(Task details) For the entries below, print exactly the lines between the line holding "Reviewer note: confirm that every instance of the tiled" and the line holding "Reviewer note: confirm that every instance of the blue", inclusive, and nothing else.

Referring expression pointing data
—————

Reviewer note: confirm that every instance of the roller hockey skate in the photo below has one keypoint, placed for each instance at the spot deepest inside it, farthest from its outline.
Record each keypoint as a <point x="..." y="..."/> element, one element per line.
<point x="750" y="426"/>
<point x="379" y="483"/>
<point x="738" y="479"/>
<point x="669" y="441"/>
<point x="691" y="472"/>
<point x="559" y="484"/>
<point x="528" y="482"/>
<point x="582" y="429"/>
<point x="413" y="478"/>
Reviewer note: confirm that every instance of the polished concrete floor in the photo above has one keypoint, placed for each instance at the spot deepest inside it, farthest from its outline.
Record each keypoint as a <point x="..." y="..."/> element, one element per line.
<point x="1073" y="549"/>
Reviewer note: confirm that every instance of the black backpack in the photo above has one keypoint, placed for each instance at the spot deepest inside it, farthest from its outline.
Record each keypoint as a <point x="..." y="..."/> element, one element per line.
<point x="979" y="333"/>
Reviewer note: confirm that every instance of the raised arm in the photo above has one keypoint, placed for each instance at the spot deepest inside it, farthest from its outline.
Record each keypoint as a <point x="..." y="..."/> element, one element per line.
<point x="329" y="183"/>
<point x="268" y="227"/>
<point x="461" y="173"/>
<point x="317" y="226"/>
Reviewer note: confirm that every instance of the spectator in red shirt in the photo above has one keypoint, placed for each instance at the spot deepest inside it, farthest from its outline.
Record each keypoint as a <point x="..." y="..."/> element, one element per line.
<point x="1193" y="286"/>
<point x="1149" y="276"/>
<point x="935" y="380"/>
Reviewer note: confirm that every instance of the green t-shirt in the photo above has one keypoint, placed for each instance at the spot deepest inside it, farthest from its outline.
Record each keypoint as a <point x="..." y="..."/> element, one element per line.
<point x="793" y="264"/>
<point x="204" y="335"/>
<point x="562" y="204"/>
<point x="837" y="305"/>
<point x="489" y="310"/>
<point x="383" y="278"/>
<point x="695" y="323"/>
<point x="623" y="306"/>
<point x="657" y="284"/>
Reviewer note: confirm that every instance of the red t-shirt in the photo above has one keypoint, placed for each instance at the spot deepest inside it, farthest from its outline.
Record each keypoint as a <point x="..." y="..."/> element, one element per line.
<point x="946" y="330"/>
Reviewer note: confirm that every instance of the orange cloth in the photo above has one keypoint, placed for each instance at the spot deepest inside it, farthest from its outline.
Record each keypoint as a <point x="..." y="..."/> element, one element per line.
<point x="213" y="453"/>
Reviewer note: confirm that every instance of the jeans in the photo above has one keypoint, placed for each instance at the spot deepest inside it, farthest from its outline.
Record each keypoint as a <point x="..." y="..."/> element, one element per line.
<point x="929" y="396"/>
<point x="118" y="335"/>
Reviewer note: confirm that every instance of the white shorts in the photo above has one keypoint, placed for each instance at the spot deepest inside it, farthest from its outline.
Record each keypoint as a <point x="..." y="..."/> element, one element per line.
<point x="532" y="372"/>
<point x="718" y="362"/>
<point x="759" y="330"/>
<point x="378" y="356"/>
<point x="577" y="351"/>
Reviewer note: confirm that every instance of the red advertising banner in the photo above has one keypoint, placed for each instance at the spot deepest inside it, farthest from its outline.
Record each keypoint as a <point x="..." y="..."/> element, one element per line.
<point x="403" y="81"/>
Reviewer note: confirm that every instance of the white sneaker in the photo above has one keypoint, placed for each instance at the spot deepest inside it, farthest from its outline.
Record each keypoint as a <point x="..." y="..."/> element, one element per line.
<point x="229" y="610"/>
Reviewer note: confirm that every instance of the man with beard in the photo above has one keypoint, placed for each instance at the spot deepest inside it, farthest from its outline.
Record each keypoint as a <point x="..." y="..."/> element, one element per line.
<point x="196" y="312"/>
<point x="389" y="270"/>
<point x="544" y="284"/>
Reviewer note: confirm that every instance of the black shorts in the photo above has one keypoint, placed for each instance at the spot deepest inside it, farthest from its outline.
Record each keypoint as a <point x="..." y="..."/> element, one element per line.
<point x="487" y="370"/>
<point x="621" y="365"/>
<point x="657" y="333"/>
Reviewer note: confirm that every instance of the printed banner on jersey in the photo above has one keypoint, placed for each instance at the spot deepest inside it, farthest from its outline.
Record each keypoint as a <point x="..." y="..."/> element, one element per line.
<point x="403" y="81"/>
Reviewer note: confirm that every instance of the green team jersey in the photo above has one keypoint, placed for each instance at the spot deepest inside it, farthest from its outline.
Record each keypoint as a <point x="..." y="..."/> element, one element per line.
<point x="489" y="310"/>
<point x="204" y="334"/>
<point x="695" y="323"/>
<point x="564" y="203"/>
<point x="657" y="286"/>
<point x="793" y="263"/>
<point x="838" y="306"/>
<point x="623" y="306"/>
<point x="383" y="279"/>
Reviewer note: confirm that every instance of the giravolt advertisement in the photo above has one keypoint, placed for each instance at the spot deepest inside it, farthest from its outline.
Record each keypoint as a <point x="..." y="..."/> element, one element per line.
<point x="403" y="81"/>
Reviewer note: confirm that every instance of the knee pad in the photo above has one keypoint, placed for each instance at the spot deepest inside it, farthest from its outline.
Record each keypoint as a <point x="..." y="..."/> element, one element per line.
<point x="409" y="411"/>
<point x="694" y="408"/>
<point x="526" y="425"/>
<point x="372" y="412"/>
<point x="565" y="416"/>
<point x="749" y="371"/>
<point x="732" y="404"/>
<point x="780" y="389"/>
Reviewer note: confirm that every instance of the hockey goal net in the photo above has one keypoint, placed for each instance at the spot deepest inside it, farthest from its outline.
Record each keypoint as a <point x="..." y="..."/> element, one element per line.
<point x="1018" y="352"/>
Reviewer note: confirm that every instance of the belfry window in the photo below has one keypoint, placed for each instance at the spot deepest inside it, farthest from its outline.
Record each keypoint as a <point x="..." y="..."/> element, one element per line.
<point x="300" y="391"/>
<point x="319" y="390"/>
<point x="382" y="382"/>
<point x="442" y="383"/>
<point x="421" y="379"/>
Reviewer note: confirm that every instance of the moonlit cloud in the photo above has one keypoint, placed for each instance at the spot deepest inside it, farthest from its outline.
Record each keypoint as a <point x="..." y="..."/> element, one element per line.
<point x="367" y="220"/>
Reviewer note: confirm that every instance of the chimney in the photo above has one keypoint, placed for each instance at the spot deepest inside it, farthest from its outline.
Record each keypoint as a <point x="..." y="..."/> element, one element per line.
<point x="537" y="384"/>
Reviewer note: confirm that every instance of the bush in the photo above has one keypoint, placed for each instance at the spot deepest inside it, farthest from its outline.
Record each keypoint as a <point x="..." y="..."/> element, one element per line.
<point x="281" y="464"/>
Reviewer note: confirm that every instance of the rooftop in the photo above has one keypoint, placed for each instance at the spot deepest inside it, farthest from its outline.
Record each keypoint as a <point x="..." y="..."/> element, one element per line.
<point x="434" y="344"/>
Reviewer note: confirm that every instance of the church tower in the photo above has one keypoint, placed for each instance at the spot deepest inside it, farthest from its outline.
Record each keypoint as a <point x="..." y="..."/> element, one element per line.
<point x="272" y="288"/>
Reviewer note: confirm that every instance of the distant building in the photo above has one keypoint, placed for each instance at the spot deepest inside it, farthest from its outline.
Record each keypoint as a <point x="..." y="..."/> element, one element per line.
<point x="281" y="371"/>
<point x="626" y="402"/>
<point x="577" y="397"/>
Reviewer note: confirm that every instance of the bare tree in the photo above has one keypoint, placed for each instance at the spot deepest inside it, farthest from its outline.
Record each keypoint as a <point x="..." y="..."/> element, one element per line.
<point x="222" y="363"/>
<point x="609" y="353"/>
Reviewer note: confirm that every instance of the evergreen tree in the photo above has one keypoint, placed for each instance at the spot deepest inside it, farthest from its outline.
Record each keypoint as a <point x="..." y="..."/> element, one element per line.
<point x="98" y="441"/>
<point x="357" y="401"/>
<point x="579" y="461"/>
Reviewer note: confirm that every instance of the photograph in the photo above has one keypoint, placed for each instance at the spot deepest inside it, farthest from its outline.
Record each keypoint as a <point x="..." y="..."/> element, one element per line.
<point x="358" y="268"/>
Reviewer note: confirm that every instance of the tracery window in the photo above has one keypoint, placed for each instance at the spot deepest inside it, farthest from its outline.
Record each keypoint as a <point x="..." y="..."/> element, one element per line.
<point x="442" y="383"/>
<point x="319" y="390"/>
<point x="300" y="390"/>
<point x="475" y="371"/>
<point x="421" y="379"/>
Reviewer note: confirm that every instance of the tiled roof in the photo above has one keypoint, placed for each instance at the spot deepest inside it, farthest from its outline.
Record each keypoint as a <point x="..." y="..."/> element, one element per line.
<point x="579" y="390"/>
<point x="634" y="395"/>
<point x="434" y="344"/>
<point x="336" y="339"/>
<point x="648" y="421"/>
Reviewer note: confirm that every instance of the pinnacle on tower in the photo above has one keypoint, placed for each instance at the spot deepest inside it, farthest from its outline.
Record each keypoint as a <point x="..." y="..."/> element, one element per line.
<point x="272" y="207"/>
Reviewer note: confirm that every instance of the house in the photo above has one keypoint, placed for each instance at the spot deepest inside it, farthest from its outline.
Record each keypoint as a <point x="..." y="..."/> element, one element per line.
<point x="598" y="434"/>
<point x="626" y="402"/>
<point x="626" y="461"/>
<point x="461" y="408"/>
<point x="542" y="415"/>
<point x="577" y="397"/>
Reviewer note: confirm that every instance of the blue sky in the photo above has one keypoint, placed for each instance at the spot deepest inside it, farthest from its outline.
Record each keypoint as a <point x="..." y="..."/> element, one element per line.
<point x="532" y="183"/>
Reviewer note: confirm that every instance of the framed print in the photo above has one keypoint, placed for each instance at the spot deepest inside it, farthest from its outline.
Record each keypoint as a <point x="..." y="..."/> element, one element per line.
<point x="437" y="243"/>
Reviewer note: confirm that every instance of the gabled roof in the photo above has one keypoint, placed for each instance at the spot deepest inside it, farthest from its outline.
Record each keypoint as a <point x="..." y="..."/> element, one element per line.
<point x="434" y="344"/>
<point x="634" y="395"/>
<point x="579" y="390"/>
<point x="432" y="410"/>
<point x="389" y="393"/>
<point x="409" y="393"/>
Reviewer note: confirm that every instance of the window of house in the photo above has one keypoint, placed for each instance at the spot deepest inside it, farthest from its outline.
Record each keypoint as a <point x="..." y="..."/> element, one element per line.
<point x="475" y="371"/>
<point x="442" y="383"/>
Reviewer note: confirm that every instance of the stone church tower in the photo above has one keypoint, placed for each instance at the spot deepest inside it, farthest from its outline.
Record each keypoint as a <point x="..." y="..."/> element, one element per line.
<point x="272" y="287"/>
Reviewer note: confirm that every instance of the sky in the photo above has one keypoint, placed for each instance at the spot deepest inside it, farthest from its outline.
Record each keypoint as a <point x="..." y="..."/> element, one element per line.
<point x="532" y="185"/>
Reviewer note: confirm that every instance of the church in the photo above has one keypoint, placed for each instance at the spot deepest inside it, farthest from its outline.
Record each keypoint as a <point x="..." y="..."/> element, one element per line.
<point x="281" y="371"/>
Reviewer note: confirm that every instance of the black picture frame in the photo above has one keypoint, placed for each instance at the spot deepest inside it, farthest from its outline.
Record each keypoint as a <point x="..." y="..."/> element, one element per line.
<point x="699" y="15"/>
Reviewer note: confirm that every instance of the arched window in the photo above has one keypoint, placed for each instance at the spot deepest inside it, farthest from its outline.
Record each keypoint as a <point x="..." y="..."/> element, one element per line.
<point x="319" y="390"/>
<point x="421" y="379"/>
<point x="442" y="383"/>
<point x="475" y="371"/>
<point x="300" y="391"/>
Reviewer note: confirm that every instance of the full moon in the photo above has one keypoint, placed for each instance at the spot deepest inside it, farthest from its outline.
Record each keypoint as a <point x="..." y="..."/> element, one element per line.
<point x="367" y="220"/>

—————

(Response)
Reviewer note: confirm that every instance of the tiled roof in the photo above has one keypoint, placed for each instance at the spot deepest inside it, farthest from its outline.
Record each keypoint as a <point x="..." y="..."/> element, one element per line.
<point x="579" y="390"/>
<point x="634" y="395"/>
<point x="434" y="344"/>
<point x="336" y="339"/>
<point x="648" y="421"/>
Reviewer note: confirm that every instance of the pinnacle on tower in the photo above has one keypoint, placed for each instance at the spot deepest inside it, farthest from its outline.
Record each keypoint as a <point x="..." y="..."/> element, one element per line.
<point x="272" y="207"/>
Reviewer note: confirm that every instance of the house in the photo above has one keypoint, placed for each instance at the spot deepest inside it, farthest from its outline.
Record each keypoint as a <point x="..." y="..."/> element, one element per line.
<point x="598" y="434"/>
<point x="626" y="402"/>
<point x="626" y="461"/>
<point x="461" y="408"/>
<point x="542" y="415"/>
<point x="577" y="397"/>
Reviewer note: confirm that every instance of the blue sky in the photo above has one keypoint, placed for each instance at the spot deepest inside it, farthest from its outline.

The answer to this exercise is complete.